In un pezzo nel quale intende respingere le accuse di “crony capitalism” riguardanti le tante imprese che anche negli Stati Uniti (mai come in questo caso tutto il mondo è paese) prosperano o semplicemente sopravvivono grazie a incentivi o distorsioni competitive a loro favore poste in essere dal governo federale, Noah Smith ammette per lo meno che gli interventi pubblici “non sono necessariamente equi”.

In realtà sarebbe stato corretto affermare che tali interventi sono necessariamente iniqui. In primo luogo, perché utilizzano la garanzia implicita del denaro dei pagatori di tasse per incentivare attività per le quali non vi sarebbero capitali privati sufficienti alla sopravvivenza, o anche solo alla fase di start-up. In pratica, il governo federale diventa una sorta di fondo di venture capital con il non insignificante dettaglio che le risorse non sono apportate volontariamente da chi sopporta i rischi degli investimenti, men che meno vi è proporzionalità tra i rischi sopportati dal singolo pagatore di tasse e gli eventuali utili prodotti dalle iniziative finanziate dal governo.

In secondo luogo, perché a fronte di imprese che beneficiano di incentivi pubblici ve ne sono altre che devono contare unicamente sulle scelte volontarie di chi le finanzia rischiando in proprio e dei consumatori dei prodotti o servizi che esse offrono. In sostanza, l’intervento pubblico altera inevitabilmente la concorrenza.

Secondo Smith, tutto questo sarebbe giustificato dai benefici che tutti quanti ottengono per merito delle innovazioni dovute a incentivi iniziali da parte del governo. A tale proposito, c’è evidentemente un problema di “cherry picking” sui dati utilizzati come evidenza dei successi dello Stato venture capitalist. Quando tali successi sono documentati da ricercatori a loro volta finanziati col denaro estorto ai contribuenti, è più che lecito il dubbio che costoro preferiscano cercare i casi di successo rispetto ai fallimenti.

(CONSEGNA)
Riporta per intero l'estratto fornito, parola per parola e senza alcuna modifica.

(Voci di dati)
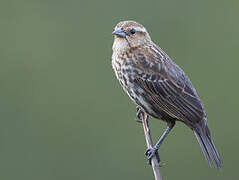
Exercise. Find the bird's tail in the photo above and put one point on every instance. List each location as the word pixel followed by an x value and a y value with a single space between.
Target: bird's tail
pixel 202 132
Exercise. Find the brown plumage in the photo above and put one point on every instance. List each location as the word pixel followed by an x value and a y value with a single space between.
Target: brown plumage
pixel 158 86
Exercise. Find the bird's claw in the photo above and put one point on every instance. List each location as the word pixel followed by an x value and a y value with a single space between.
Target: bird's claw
pixel 139 114
pixel 150 153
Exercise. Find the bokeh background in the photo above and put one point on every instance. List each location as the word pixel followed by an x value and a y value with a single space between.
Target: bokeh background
pixel 63 115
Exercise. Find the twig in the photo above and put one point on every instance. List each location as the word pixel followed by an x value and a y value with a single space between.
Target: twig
pixel 149 142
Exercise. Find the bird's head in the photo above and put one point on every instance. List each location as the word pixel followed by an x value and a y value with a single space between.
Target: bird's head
pixel 130 34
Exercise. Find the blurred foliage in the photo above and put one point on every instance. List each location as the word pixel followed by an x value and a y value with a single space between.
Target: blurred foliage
pixel 64 115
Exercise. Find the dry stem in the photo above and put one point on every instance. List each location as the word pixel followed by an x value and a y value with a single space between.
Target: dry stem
pixel 149 142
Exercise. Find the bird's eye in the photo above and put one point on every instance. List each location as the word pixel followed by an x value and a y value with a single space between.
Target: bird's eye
pixel 132 31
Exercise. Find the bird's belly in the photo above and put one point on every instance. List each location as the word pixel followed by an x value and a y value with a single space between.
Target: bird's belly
pixel 139 97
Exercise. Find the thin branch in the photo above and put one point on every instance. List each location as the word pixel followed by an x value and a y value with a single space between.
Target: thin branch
pixel 149 142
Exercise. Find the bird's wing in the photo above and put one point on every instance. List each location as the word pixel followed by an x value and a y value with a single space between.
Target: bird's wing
pixel 167 86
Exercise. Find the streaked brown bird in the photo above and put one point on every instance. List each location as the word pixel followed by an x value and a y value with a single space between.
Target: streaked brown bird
pixel 158 86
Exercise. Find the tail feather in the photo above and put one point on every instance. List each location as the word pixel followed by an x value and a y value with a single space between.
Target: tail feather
pixel 203 135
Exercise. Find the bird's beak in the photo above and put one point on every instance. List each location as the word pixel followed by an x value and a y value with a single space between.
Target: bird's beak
pixel 119 32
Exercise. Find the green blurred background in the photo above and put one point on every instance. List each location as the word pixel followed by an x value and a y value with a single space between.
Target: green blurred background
pixel 63 113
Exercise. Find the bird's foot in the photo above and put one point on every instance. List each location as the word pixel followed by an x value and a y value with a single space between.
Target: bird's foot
pixel 150 153
pixel 139 114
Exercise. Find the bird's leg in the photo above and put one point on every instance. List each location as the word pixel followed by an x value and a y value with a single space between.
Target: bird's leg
pixel 139 114
pixel 154 150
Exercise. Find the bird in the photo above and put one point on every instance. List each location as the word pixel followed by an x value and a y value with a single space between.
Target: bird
pixel 159 87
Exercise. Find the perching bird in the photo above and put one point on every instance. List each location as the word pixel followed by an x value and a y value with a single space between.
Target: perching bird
pixel 158 86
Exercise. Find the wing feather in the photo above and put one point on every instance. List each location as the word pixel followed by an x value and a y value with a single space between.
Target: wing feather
pixel 167 86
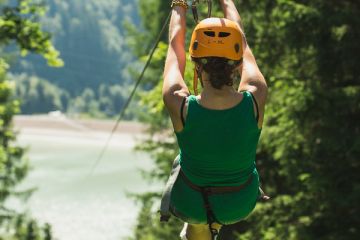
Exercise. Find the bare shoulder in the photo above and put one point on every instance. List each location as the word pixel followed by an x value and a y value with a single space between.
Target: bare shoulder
pixel 174 102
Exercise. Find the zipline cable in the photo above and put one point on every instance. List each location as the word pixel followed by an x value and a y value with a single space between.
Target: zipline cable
pixel 127 103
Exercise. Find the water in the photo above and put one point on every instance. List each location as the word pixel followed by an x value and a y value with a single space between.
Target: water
pixel 80 206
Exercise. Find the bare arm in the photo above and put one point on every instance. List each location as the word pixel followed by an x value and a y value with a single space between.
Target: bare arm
pixel 252 79
pixel 174 87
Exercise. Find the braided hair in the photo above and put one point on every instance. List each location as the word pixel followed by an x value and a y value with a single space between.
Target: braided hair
pixel 220 70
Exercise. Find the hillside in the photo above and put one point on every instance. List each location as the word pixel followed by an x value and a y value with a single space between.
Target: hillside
pixel 93 43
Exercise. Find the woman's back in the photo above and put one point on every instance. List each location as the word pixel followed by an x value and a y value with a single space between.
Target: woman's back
pixel 218 147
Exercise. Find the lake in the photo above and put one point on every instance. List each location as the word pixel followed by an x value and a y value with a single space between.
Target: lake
pixel 80 205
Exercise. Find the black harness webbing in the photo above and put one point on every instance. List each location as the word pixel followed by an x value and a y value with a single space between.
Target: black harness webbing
pixel 206 192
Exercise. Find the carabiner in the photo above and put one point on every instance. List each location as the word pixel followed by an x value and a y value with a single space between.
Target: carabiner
pixel 195 12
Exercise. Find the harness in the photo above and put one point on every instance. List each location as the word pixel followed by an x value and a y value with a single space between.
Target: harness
pixel 206 192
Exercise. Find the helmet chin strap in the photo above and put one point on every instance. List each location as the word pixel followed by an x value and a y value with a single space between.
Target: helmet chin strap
pixel 197 76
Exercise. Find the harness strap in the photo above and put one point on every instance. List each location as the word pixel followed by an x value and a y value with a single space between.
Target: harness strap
pixel 216 190
pixel 256 106
pixel 166 197
pixel 182 111
pixel 206 192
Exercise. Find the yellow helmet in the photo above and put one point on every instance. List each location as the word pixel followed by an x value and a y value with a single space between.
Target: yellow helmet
pixel 217 37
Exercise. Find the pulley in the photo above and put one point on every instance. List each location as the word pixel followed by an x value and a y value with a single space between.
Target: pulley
pixel 194 9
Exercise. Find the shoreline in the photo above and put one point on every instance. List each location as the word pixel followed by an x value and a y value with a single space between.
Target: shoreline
pixel 65 124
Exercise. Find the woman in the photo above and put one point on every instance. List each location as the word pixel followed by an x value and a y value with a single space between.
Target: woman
pixel 219 129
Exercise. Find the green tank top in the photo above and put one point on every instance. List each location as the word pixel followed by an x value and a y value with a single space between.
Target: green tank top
pixel 218 147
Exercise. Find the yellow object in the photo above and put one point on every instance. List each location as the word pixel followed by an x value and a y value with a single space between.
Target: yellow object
pixel 181 3
pixel 217 37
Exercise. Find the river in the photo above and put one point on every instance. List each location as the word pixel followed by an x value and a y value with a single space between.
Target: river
pixel 80 205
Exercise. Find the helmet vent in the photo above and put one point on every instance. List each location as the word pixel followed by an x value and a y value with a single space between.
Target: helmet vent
pixel 224 34
pixel 237 48
pixel 210 33
pixel 195 45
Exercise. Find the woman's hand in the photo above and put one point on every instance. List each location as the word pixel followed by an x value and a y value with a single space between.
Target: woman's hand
pixel 174 87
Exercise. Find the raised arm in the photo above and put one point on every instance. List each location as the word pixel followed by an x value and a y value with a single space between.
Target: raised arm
pixel 174 87
pixel 252 79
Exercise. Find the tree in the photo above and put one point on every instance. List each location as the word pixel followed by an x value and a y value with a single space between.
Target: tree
pixel 310 145
pixel 18 24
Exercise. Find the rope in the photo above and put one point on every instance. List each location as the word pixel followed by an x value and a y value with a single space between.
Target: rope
pixel 127 103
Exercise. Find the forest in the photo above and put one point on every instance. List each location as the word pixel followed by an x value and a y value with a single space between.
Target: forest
pixel 92 40
pixel 309 151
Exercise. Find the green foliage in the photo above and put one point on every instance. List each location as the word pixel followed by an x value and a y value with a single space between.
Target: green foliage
pixel 92 41
pixel 310 145
pixel 38 95
pixel 18 24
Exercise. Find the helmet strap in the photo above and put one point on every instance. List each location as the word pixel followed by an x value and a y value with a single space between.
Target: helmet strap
pixel 195 82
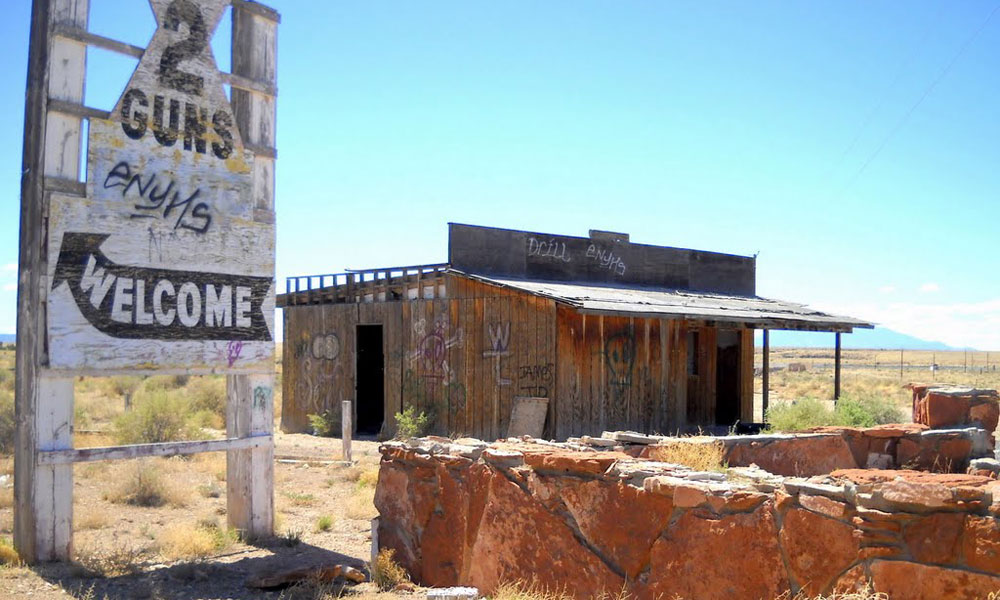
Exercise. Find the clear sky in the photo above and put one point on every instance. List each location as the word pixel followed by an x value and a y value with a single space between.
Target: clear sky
pixel 854 145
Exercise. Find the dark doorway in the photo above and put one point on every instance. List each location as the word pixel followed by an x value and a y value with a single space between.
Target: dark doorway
pixel 727 377
pixel 370 380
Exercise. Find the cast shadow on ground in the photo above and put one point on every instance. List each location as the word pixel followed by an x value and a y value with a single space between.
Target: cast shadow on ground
pixel 223 576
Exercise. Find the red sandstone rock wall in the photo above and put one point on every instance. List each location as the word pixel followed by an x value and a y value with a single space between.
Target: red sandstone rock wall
pixel 588 522
pixel 824 449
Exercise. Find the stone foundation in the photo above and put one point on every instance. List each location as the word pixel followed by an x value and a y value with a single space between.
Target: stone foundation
pixel 590 519
pixel 825 449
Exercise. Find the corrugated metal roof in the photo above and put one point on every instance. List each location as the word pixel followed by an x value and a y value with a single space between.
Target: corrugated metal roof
pixel 682 304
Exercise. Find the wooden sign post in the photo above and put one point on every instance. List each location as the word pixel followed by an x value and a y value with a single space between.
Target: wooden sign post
pixel 161 261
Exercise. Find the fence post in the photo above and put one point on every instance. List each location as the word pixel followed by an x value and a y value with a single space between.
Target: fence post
pixel 346 427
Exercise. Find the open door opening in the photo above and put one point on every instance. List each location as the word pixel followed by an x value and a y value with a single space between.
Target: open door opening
pixel 727 377
pixel 370 380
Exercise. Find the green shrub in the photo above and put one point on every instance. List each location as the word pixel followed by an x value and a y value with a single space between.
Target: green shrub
pixel 410 424
pixel 867 410
pixel 798 415
pixel 326 424
pixel 8 424
pixel 157 416
pixel 851 411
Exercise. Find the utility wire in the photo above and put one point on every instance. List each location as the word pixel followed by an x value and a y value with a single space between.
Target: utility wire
pixel 923 96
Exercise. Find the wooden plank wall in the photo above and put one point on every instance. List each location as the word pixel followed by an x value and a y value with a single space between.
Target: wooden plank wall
pixel 463 360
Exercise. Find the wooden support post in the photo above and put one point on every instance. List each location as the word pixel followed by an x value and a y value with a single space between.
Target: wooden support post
pixel 346 428
pixel 250 471
pixel 43 495
pixel 836 369
pixel 765 374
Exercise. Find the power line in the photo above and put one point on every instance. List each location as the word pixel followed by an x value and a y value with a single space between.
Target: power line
pixel 906 116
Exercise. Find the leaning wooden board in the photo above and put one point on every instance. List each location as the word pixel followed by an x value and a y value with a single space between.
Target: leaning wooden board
pixel 166 264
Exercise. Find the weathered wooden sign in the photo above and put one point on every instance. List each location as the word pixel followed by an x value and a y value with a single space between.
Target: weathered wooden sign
pixel 164 266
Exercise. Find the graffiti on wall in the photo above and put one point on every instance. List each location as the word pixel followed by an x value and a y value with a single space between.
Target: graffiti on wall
pixel 535 380
pixel 619 360
pixel 317 363
pixel 431 353
pixel 499 336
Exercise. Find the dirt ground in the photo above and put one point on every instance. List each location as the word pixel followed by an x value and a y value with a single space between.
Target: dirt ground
pixel 161 543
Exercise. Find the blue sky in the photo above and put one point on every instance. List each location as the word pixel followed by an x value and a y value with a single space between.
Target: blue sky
pixel 854 145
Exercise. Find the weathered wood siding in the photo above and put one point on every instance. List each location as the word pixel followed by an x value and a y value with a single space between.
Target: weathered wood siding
pixel 463 358
pixel 460 359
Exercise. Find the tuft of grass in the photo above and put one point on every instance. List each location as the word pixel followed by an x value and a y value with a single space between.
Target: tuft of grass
pixel 701 454
pixel 855 410
pixel 324 523
pixel 410 424
pixel 144 485
pixel 368 477
pixel 8 555
pixel 200 540
pixel 91 519
pixel 120 559
pixel 325 424
pixel 155 417
pixel 298 499
pixel 290 537
pixel 386 572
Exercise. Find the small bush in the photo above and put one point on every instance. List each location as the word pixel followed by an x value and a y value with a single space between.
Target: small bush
pixel 699 455
pixel 156 417
pixel 850 411
pixel 799 415
pixel 410 424
pixel 324 523
pixel 8 555
pixel 326 424
pixel 386 572
pixel 144 485
pixel 196 541
pixel 867 410
pixel 120 559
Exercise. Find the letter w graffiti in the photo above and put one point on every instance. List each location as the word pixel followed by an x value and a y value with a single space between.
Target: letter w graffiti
pixel 499 343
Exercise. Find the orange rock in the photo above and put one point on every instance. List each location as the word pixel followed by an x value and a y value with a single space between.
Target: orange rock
pixel 934 538
pixel 903 580
pixel 704 557
pixel 818 549
pixel 945 410
pixel 825 506
pixel 619 520
pixel 569 461
pixel 981 543
pixel 517 537
pixel 798 456
pixel 986 414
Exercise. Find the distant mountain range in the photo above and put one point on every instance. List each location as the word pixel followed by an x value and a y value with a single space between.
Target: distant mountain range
pixel 867 339
pixel 879 338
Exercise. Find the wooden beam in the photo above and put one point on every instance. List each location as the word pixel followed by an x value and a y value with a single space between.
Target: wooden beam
pixel 80 34
pixel 836 369
pixel 65 457
pixel 765 374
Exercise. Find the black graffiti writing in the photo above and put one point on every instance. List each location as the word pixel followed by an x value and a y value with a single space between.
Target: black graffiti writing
pixel 157 200
pixel 541 372
pixel 166 123
pixel 607 259
pixel 550 249
pixel 183 11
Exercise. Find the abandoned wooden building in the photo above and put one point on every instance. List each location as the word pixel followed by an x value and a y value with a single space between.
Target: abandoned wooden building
pixel 615 335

(RISPOSTA SCRITTA)
In un pezzo nel quale intende respingere le accuse di “crony capitalism” riguardanti le tante imprese che anche negli Stati Uniti (mai come in questo caso tutto il mondo è paese) prosperano o semplicemente sopravvivono grazie a incentivi o distorsioni competitive a loro favore poste in essere dal governo federale, Noah Smith ammette per lo meno che gli interventi pubblici “non sono necessariamente equi”.

In realtà sarebbe stato corretto affermare che tali interventi sono necessariamente iniqui. In primo luogo, perché utilizzano la garanzia implicita del denaro dei pagatori di tasse per incentivare attività per le quali non vi sarebbero capitali privati sufficienti alla sopravvivenza, o anche solo alla fase di start-up. In pratica, il governo federale diventa una sorta di fondo di venture capital con il non insignificante dettaglio che le risorse non sono apportate volontariamente da chi sopporta i rischi degli investimenti, men che meno vi è proporzionalità tra i rischi sopportati dal singolo pagatore di tasse e gli eventuali utili prodotti dalle iniziative finanziate dal governo.

In secondo luogo, perché a fronte di imprese che beneficiano di incentivi pubblici ve ne sono altre che devono contare unicamente sulle scelte volontarie di chi le finanzia rischiando in proprio e dei consumatori dei prodotti o servizi che esse offrono. In sostanza, l’intervento pubblico altera inevitabilmente la concorrenza.

Secondo Smith, tutto questo sarebbe giustificato dai benefici che tutti quanti ottengono per merito delle innovazioni dovute a incentivi iniziali da parte del governo. A tale proposito, c’è evidentemente un problema di “cherry picking” sui dati utilizzati come evidenza dei successi dello Stato venture capitalist. Quando tali successi sono documentati da ricercatori a loro volta finanziati col denaro estorto ai contribuenti, è più che lecito il dubbio che costoro preferiscano cercare i casi di successo rispetto ai fallimenti.